Repeat the data exactly as it stands.

◆ INPUT
_ _ _ _

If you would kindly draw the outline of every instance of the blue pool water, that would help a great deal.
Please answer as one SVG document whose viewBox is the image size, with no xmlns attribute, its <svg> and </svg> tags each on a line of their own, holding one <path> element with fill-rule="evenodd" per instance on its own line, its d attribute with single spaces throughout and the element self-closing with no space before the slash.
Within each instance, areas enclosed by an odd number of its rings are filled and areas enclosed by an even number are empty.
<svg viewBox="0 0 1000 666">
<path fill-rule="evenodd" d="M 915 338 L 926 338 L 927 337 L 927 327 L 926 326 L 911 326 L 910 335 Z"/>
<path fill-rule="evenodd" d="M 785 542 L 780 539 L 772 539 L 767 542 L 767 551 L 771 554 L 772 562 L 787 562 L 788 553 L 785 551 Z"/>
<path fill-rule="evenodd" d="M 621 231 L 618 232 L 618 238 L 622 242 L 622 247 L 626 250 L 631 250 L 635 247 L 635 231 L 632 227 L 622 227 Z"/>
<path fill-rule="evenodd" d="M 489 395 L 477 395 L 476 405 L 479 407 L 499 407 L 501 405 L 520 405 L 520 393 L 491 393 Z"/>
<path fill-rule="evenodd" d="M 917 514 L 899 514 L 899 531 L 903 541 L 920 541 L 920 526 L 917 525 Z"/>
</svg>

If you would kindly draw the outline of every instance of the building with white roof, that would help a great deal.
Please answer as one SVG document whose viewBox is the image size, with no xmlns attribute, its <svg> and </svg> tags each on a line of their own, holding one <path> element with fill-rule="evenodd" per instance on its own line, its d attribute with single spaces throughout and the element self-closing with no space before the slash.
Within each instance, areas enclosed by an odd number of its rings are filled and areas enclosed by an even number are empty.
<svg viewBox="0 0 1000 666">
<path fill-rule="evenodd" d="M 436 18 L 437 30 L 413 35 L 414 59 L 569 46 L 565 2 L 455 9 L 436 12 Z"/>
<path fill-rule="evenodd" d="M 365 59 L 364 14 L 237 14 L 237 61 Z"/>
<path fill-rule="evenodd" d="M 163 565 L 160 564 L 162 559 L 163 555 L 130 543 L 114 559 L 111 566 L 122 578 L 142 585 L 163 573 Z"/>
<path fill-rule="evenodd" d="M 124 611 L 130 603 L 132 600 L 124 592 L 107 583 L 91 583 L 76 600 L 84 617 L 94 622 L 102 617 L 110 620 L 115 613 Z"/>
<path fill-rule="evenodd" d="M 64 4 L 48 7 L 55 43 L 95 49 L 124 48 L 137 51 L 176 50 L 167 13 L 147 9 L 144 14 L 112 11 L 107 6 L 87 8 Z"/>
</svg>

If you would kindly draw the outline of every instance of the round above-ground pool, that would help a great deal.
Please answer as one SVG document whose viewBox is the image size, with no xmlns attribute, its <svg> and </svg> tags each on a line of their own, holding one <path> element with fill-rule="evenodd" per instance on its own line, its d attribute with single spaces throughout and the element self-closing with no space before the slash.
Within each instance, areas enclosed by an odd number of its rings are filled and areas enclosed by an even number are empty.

_ _ _ _

◆ ANSWER TO THIS EXERCISE
If you would kindly draw the outline of every instance of the blue pool water, that would help a great deal.
Please answer as one SVG document whose viewBox is the image size, with no xmlns attribute, its <svg> and </svg> tags each on a line of their own, holding one <path> element with fill-rule="evenodd" per instance on its own line, its d attribute with single spaces throughout and the element self-closing with no space before the slash.
Within each instance, areas enclosed by an odd number of its rings are filled and areas enclosed by an even number are empty.
<svg viewBox="0 0 1000 666">
<path fill-rule="evenodd" d="M 915 338 L 926 338 L 927 337 L 927 327 L 926 326 L 911 326 L 910 335 Z"/>
<path fill-rule="evenodd" d="M 785 542 L 780 539 L 772 539 L 767 542 L 767 551 L 771 554 L 772 562 L 787 562 L 788 553 L 785 551 Z"/>
<path fill-rule="evenodd" d="M 621 231 L 618 232 L 618 238 L 622 242 L 622 247 L 626 250 L 631 250 L 635 247 L 635 231 L 632 227 L 622 227 Z"/>
<path fill-rule="evenodd" d="M 489 395 L 477 395 L 476 405 L 479 407 L 499 407 L 501 405 L 520 405 L 520 393 L 491 393 Z"/>
<path fill-rule="evenodd" d="M 917 514 L 899 514 L 899 531 L 903 541 L 920 541 L 920 526 L 917 525 Z"/>
</svg>

If you would kindly draw the outline of every instance of the building with white roof, that would help a great deal.
Please answer as one SVG document whose viewBox is the image size, with no xmlns attribute, its <svg> and </svg> tags each on a line of their own, holding one <path> element with fill-rule="evenodd" per instance on its own line, its d attribute with single spaces throughout and the element self-closing with no space before the slash.
Within each instance, areas enclosed by an odd number of its rings are filled and areas enclosed by an even number are empty.
<svg viewBox="0 0 1000 666">
<path fill-rule="evenodd" d="M 436 18 L 437 30 L 413 35 L 414 59 L 569 46 L 565 2 L 455 9 L 436 12 Z"/>
<path fill-rule="evenodd" d="M 365 59 L 364 14 L 237 14 L 237 61 Z"/>
<path fill-rule="evenodd" d="M 163 565 L 160 564 L 162 559 L 163 555 L 130 543 L 114 559 L 111 566 L 122 578 L 142 585 L 163 573 Z"/>
<path fill-rule="evenodd" d="M 124 611 L 130 603 L 132 600 L 124 592 L 107 583 L 91 583 L 76 600 L 84 617 L 94 622 L 102 617 L 110 620 L 115 613 Z"/>
<path fill-rule="evenodd" d="M 64 4 L 48 7 L 55 43 L 95 49 L 124 48 L 137 51 L 176 50 L 167 13 L 147 9 L 144 14 L 112 11 L 107 6 L 87 8 Z"/>
</svg>

If you would kindly draw the outline of every instance of the round above-ground pool, that would help a great deal.
Please answer as one SVG document whose viewBox is the image size, with no xmlns attribute, its <svg> and </svg> tags each on a line of their own, holding one <path> element with fill-rule="evenodd" per instance on its own line, its d attribute with single spaces throughout and the element self-closing with no space before the slash.
Within each instance, areas enclosed by an odd number of its rings are filled and areas enclosed by an even number are empty.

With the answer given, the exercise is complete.